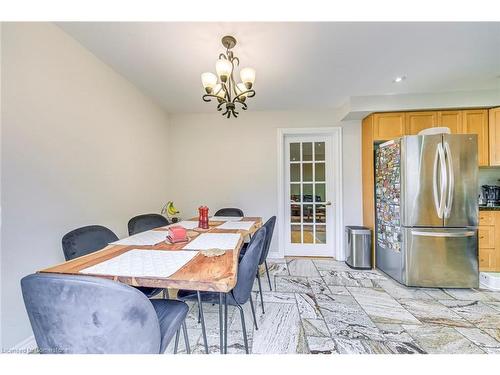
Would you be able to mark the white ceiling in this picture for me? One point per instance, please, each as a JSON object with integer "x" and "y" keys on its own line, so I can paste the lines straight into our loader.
{"x": 299, "y": 65}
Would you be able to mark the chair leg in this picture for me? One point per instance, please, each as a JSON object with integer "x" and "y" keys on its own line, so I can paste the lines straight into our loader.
{"x": 242, "y": 315}
{"x": 186, "y": 339}
{"x": 253, "y": 312}
{"x": 268, "y": 278}
{"x": 260, "y": 290}
{"x": 221, "y": 333}
{"x": 225, "y": 323}
{"x": 202, "y": 318}
{"x": 177, "y": 340}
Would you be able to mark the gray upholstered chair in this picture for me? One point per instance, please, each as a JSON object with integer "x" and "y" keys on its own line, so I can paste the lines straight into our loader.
{"x": 83, "y": 314}
{"x": 146, "y": 222}
{"x": 269, "y": 225}
{"x": 230, "y": 211}
{"x": 241, "y": 293}
{"x": 86, "y": 240}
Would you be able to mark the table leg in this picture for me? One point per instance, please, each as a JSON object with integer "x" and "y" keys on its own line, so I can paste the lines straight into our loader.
{"x": 202, "y": 318}
{"x": 225, "y": 323}
{"x": 221, "y": 331}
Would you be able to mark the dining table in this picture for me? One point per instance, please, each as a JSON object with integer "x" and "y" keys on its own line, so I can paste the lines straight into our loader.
{"x": 202, "y": 272}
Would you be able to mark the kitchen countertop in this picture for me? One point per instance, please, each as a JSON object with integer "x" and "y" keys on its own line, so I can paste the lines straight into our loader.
{"x": 486, "y": 208}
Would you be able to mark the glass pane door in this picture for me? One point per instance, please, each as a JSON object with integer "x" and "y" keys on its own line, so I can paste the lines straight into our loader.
{"x": 308, "y": 213}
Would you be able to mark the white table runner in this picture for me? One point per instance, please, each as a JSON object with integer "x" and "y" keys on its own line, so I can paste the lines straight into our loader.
{"x": 150, "y": 237}
{"x": 186, "y": 224}
{"x": 205, "y": 241}
{"x": 143, "y": 263}
{"x": 245, "y": 225}
{"x": 224, "y": 218}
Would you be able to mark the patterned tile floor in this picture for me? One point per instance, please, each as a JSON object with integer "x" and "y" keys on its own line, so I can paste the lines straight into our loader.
{"x": 323, "y": 306}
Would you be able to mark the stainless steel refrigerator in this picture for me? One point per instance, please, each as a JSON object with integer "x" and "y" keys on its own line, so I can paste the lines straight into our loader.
{"x": 426, "y": 193}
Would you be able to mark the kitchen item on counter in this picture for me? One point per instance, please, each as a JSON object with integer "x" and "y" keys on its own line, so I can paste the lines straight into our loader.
{"x": 489, "y": 195}
{"x": 358, "y": 247}
{"x": 426, "y": 190}
{"x": 203, "y": 217}
{"x": 177, "y": 234}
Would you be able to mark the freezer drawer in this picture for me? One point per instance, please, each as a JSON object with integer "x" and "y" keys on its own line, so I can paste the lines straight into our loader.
{"x": 445, "y": 258}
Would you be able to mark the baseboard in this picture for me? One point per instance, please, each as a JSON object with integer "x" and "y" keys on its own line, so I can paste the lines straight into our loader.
{"x": 274, "y": 255}
{"x": 27, "y": 346}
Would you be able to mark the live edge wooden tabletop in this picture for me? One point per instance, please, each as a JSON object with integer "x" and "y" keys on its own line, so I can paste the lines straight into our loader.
{"x": 217, "y": 274}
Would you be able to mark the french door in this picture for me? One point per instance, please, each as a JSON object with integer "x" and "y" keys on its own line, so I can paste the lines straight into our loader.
{"x": 309, "y": 229}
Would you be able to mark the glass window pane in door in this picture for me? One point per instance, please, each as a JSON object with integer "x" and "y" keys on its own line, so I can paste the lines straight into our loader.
{"x": 308, "y": 213}
{"x": 320, "y": 213}
{"x": 307, "y": 151}
{"x": 294, "y": 172}
{"x": 308, "y": 234}
{"x": 294, "y": 151}
{"x": 320, "y": 171}
{"x": 307, "y": 172}
{"x": 319, "y": 151}
{"x": 295, "y": 234}
{"x": 307, "y": 195}
{"x": 320, "y": 234}
{"x": 295, "y": 215}
{"x": 295, "y": 192}
{"x": 320, "y": 193}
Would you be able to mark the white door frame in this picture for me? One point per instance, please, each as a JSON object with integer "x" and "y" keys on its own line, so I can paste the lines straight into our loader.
{"x": 336, "y": 163}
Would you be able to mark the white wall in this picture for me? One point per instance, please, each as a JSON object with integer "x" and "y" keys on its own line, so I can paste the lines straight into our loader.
{"x": 80, "y": 145}
{"x": 221, "y": 162}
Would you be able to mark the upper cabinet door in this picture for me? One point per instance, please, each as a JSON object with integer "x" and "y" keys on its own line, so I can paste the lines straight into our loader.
{"x": 451, "y": 120}
{"x": 417, "y": 121}
{"x": 388, "y": 126}
{"x": 475, "y": 121}
{"x": 494, "y": 127}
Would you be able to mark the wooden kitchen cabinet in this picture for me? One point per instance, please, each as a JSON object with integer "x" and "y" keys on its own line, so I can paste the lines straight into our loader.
{"x": 388, "y": 125}
{"x": 451, "y": 120}
{"x": 475, "y": 121}
{"x": 494, "y": 136}
{"x": 417, "y": 121}
{"x": 489, "y": 241}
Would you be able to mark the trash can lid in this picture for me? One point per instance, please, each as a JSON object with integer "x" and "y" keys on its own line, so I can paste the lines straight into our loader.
{"x": 358, "y": 229}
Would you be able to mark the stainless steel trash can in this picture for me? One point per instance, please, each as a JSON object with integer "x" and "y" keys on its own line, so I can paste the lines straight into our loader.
{"x": 358, "y": 246}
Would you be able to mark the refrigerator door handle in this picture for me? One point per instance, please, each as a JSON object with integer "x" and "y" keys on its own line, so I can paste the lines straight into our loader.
{"x": 434, "y": 182}
{"x": 450, "y": 179}
{"x": 468, "y": 233}
{"x": 439, "y": 196}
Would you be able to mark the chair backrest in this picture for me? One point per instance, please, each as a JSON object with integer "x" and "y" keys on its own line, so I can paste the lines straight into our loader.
{"x": 229, "y": 211}
{"x": 247, "y": 269}
{"x": 86, "y": 240}
{"x": 82, "y": 314}
{"x": 269, "y": 225}
{"x": 146, "y": 222}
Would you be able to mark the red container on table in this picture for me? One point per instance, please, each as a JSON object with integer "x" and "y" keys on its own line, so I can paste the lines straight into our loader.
{"x": 203, "y": 217}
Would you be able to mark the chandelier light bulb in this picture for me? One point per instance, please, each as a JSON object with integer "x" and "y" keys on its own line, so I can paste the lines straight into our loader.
{"x": 209, "y": 80}
{"x": 247, "y": 77}
{"x": 218, "y": 91}
{"x": 240, "y": 87}
{"x": 224, "y": 69}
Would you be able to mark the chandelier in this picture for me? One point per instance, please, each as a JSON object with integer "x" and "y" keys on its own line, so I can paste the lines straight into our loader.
{"x": 223, "y": 87}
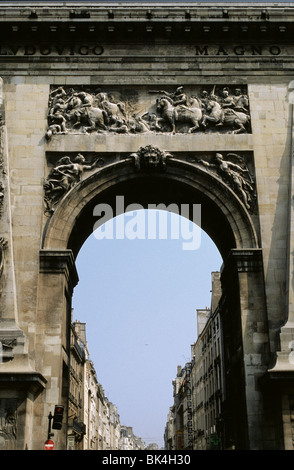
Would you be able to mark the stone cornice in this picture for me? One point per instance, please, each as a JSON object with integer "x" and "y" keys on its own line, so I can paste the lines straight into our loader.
{"x": 189, "y": 21}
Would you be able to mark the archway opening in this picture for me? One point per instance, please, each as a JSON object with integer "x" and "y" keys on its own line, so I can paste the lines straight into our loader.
{"x": 138, "y": 297}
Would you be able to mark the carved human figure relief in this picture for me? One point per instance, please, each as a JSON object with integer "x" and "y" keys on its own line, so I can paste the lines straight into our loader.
{"x": 76, "y": 110}
{"x": 235, "y": 173}
{"x": 65, "y": 174}
{"x": 150, "y": 158}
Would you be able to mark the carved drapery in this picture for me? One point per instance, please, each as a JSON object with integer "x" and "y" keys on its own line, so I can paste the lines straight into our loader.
{"x": 231, "y": 168}
{"x": 80, "y": 110}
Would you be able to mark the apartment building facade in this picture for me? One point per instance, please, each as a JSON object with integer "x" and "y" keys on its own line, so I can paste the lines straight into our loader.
{"x": 93, "y": 422}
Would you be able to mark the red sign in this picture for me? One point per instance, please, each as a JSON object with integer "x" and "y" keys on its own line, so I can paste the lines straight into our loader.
{"x": 49, "y": 445}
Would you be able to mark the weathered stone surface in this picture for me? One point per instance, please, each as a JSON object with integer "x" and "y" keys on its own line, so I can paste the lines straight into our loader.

------------------------

Quote, please, only the lines running from the one with "Would you be able to mark the chandelier in" down to the final line of the data above, keeping both ends and skipping the pictures.

» **Result**:
Would you be able to mark the chandelier in this picture for me? One point per instance, please, each as a JSON object with integer "x" and "y" keys on its own line, so I can paste the lines straight into our loader.
{"x": 223, "y": 87}
Would you be able to mark the stone cornice in this picture for me? One point per instance, please, each as a JSON object with integer "x" and "y" keys on its own line, so I can paste the lines straight into our loader.
{"x": 189, "y": 21}
Would you be able to mark the archway opening in this picture for me? One point per instance, please, each as a JSON object with integer "x" and "y" keys on its own line, so I can paste the lines straight into our loader.
{"x": 138, "y": 297}
Would you be able to mark the carved human figure relief in this picture for me? One point per instance, please, each as a JSON object with integer "x" and "y" keys on its own line, so I can paste the lines straight into our loader.
{"x": 76, "y": 110}
{"x": 235, "y": 173}
{"x": 65, "y": 174}
{"x": 150, "y": 158}
Would you be able to mark the carved drapery in this picture for me? One point per instance, please, each as a JSON object with integer "x" and "y" keys on its own line, so I can paste the lines straight into our loader.
{"x": 231, "y": 168}
{"x": 80, "y": 110}
Would you be able to mark the apartment building facade in this picture for me? One point per instance, please, each as a JSON object with integer "x" and "y" keys on its own line, so I can paste the lines straight into our loader.
{"x": 93, "y": 422}
Would you be able to mark the red sign in this picture for me? One point per instance, please, each as a JSON object with integer "x" and "y" keys on its own line, so I can paste the lines straight into our loader.
{"x": 49, "y": 445}
Would you be able to mark the weathered stone surface in this picture for me? One point per instance, please, each as a JSON object with integer "x" and "y" keys on its own line, so I can paste the lines straight into our loader.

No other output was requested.